→ Extract
Probability Question: A lottery has $25$ million participants. Calculate the expected rounds to get to $5$ participants or less

Question

A lottery has 25 million participants. At each round a random number of participants is selected to participate in the next round. That number is uniformly distributed between 1 and the number of participants left. How many round should be expected on average to get to 5 participants or less? The answer should be one of 22, 23, 24, 25.

My idea: Let $n$ be the number of participants left and $f(n)$ be the expected rounds to get to 5 participants or less. Clearly, $f(5) = 0$, $f(6) = 1$,...and $$f(n) = \frac{1}{n}(f(n-1) + f(n-2) + ... + f(5)) + 1 $$ So I coded it in Python and got result 16.16.

Here is my code:

pre_sum = 0 #this is f(5) + f(6) + ... + f(n-1)

→ Excerpted data
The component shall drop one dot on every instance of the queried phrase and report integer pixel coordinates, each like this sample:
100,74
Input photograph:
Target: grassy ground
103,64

→ Parts of the exercise
• a. Condense the paragraph of the lottery question that begins "A lottery has 25 million participants" into a short bulleted list that keeps its main facts.
• b. Reproduce verbatim the part of the lottery question that opens with the words containing "My idea: Let" and closes with "f(6) + ... + f(n-1)".

→ Answers for the tasks
• a.
- The lottery starts with 25 million participants.
- In each round, a random number of participants moves on to the next round. That number is uniformly distributed between 1 and the number of participants left.
- The goal is the average expected number of rounds needed to reach 5 participants or fewer.
- The answer should be 22, 23, 24, or 25.

• b.
My idea: Let $n$ be the number of participants left and $f(n)$ be the expected rounds to get to 5 participants or less. Clearly, $f(5) = 0$, $f(6) = 1$,...and $$f(n) = \frac{1}{n}(f(n-1) + f(n-2) + ... + f(5)) + 1 $$ So I coded it in Python and got result 16.16.

Here is my code:

pre_sum = 0 #this is f(5) + f(6) + ... + f(n-1)